Set task - Can you swap "forest" for "woodland" in the lines below that begin at the one containing "Indicate a point on each instance of the white door" and end with the one containing "[(538, 314), (445, 361)]", leaving everything else the same?

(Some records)
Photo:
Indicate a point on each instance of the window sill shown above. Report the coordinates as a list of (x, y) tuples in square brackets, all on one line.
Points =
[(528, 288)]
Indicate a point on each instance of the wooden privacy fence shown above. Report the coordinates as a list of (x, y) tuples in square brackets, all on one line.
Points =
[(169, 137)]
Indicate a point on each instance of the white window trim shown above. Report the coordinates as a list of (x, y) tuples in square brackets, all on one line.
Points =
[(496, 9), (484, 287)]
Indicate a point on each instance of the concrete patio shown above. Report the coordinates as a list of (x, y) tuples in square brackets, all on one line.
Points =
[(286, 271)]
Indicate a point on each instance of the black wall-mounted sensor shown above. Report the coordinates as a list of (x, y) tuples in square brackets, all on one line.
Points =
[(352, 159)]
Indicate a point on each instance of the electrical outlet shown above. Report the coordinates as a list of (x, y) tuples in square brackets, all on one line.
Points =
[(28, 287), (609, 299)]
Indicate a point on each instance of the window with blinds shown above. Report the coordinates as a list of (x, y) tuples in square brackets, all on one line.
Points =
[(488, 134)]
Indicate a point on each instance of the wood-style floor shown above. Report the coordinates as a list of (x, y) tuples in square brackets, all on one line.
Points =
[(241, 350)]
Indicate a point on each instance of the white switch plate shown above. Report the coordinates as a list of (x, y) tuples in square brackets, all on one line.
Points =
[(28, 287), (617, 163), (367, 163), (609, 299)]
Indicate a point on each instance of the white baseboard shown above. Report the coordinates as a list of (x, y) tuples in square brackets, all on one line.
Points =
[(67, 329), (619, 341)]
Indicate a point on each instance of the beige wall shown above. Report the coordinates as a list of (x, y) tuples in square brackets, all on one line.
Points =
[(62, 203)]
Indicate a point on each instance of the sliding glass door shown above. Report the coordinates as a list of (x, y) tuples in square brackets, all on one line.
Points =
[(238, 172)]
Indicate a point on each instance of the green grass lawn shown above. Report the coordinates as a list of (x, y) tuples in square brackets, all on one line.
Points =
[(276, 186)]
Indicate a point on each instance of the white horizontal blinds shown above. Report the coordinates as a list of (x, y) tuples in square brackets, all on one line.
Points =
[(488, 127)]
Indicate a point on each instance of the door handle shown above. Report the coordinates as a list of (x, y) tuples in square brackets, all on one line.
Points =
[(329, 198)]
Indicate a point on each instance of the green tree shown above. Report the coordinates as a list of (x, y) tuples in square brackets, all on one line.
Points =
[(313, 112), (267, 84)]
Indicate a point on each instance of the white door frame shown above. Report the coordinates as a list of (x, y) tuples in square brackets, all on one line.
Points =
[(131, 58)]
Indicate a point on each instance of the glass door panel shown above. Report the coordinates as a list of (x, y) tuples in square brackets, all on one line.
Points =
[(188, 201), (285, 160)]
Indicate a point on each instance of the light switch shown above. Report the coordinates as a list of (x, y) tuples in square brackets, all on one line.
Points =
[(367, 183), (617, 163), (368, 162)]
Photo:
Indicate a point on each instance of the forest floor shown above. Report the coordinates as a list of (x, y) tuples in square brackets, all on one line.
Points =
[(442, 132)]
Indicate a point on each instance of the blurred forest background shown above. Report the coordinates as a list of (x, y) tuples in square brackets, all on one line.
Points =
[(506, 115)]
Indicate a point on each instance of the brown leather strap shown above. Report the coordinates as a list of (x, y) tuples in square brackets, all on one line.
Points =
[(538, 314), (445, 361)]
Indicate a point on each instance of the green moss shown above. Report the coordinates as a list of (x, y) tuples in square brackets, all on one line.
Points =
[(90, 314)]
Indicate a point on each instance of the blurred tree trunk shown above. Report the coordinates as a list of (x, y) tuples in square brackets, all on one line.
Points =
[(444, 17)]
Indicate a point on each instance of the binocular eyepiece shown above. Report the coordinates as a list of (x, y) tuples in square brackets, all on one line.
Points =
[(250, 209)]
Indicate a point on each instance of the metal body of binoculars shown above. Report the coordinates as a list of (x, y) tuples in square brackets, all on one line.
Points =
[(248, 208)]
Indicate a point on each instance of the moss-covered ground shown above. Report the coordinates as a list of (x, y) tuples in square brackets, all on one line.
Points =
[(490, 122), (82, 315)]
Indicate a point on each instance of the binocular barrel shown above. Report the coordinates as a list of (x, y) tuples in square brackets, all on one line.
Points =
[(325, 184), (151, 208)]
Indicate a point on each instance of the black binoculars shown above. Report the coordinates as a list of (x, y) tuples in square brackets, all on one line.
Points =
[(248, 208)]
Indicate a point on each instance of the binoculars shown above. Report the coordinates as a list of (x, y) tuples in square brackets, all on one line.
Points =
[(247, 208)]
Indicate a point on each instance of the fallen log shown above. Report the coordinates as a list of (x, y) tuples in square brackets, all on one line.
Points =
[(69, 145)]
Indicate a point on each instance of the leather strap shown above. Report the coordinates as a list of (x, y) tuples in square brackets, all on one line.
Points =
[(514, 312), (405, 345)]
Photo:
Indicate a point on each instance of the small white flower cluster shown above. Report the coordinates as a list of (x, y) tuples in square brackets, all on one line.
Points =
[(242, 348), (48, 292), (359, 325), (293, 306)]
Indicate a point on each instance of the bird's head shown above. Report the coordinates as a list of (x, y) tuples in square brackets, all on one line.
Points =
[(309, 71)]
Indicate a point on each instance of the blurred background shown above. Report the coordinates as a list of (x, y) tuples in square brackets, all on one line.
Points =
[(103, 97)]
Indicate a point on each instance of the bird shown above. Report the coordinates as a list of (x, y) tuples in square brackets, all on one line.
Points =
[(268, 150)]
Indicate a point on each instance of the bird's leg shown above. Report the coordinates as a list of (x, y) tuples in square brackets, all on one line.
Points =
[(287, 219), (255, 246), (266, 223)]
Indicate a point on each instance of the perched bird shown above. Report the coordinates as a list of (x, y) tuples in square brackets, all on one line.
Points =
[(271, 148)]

Exercise solution -
Indicate a point on each instance of the white door frame shown above. Report the coordinates as a list of (x, y) tuples in square brackets, all on one line.
Points =
[(131, 58)]
Indicate a point on each instance of the glass door panel shown above. Report the coordinates as a list of (x, y) tuples in square brackets, all on one line.
Points =
[(188, 201), (285, 160)]
Indicate a point on each instance of the light switch shown above. Report the coordinates as a list of (x, y) tuples in square brackets, all on one line.
Points =
[(367, 183), (617, 163), (368, 162)]
Photo:
Indicate a point on each instance of the woodland floor shown above. Report the coordinates as a list of (x, y) tuples in square brackets, all on one line.
Points =
[(442, 132)]
Indicate a point on each instance of the blurred woodland background shown above. Report the coordinates as a list of (x, y) tuples in square brackets, all on one line.
Points =
[(506, 115)]
Indicate a point on each instance of the brown leather strap shown above. Report the coordinates as a list of (x, y) tuples in square brackets, all on one line.
Points =
[(538, 314), (445, 361)]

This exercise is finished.